REQUIRED TASKS>
1 – Answer these questions from the article about Howard Hastings:
(a) What did the addition of the Grand Central cost?
(b) Who was Howard working for, and where, before he returned to Northern Ireland in 1989?
(c) What role did Howard start off in at the company?
2 – Could you write the next part of the article about Howard Hastings, picking up after its final paragraph?

EXERCISE PASSAGE Block Start

Posted on Friday 18 January 2019 by John Mulgrew
This year marks Howard Hastings’ three decades working at the company, which was founded by his late father – the charismatic and inimitable Sir William Hastings – more than 50 years ago
“It’s been a big year for the company, because the addition of the Grand Central at a cost of £53m, 300 bedrooms to the company which has now 1,000 bedrooms for the first time, it was a significant growth spurt and project to undertake.
“We go in to the New Year, happy that we have added something to the hotel market in Belfast – which is well-positioned, not just to cannibalise our competitors, but to take advantage of some of the new markets that are coming into Ireland.”
The group employs around 850 full-time staff and roughly the same number in part-time and casual work, depending on the season.
Howard returned to Northern Ireland in 1989 – a very different hospitality landscape back then – after working for Volvo in Marlow, England.
“We were still very much in the height of the Troubles, and it was before we bought the Everglades, the Europa and developed the Merrion,” he said.
Howard started off as operations director, taking over form a long-term ‘right-hand man’ to his father, who had previously held the role.
“He retired a year before I came home. His role had been in the operations of the company, where it was more bar focused, rather than hotel-focused. With my law degree and accountancy qualification, it brought a certain amount of business skills into the business.”
He also did his time in bars and hotels, before going into the family business – including a stint at the Gresham in Dublin.
A few years later, he took over at the helm of the business, with his brother and three other sisters also holding director roles.
“I suppose people look from the outside and think, that’s a very large business – because it’s a series of smaller enterprises, it doesn’t feel like that.
“We operate in a very competitive marketplace. One of the things you can do to distinguish yourself in the marketplace is to have the very best people you can have. As a company, my style would be very much to focus on getting the best people we can, retaining and developing them.”

EXERCISE PASSAGE Block End
DATA SUPPLIED Block Start

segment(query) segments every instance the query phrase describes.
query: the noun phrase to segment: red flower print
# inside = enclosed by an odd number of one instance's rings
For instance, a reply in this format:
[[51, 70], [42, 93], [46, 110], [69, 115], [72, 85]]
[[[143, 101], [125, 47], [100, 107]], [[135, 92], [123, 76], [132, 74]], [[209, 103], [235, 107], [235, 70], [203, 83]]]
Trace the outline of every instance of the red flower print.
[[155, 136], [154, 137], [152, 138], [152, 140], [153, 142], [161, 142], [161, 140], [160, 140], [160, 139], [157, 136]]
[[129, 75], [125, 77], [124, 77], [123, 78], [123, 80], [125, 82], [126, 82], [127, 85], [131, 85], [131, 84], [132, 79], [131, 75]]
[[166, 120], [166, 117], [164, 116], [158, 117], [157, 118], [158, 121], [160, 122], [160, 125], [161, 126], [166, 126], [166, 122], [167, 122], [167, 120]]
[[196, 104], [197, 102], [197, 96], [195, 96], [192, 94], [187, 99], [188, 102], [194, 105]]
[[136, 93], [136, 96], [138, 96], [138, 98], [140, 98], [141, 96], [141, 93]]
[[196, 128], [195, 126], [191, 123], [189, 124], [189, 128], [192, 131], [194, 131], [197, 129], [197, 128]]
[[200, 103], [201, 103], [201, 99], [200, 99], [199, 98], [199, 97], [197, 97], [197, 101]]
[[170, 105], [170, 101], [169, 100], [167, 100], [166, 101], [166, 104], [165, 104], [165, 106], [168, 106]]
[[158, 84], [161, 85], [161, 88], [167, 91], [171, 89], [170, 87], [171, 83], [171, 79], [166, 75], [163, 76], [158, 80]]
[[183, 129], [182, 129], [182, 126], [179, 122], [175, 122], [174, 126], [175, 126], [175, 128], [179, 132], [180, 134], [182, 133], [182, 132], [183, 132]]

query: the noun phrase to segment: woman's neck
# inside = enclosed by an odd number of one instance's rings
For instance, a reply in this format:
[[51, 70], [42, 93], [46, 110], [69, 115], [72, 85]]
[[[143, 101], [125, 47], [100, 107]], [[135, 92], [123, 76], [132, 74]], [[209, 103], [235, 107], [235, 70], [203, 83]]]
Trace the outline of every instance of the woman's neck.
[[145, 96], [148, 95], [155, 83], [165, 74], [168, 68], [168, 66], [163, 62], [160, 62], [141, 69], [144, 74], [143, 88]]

DATA SUPPLIED Block End

WRITTEN RESPONSES>
1 –
(a) £53m
(b) Volvo, in Marlow, England
(c) Operations director

2 –
Howard says he and the company also ensure that they are building a career in hospitality, and are able to grow and develop.
“When we opened the Grand Central we were able to recruit a substantial proportion of the top team as internal promotions, which meant we could be relatively certain that could deliver the style and culture that we wanted.”
And is there a greater weight on his shoulders, running a family business?
“In a family company, in my experience, there is less politics when compared to a corporate environment.
“The other benefit is that we can be quite nimble in decision making. We aren’t bound by lots of committees in getting things done. Our investments sometimes take a longer term view than would be the case if you are a shareholder looking for their return every quarter.”
On Brexit, while Howard believes that the withdrawal deal on the table is “the best that could be achieved” he still thinks withdrawing Article 50 would be a better option.
“If that’s the best we can do, would it not be better to consider withdrawing Article 50, that we may be better off securing our future from within, and reforming that, which some of us did not like, about the European project, rather than ending up in a situation where we are on the end of an EU lead without the advantages of shaping where it would go.”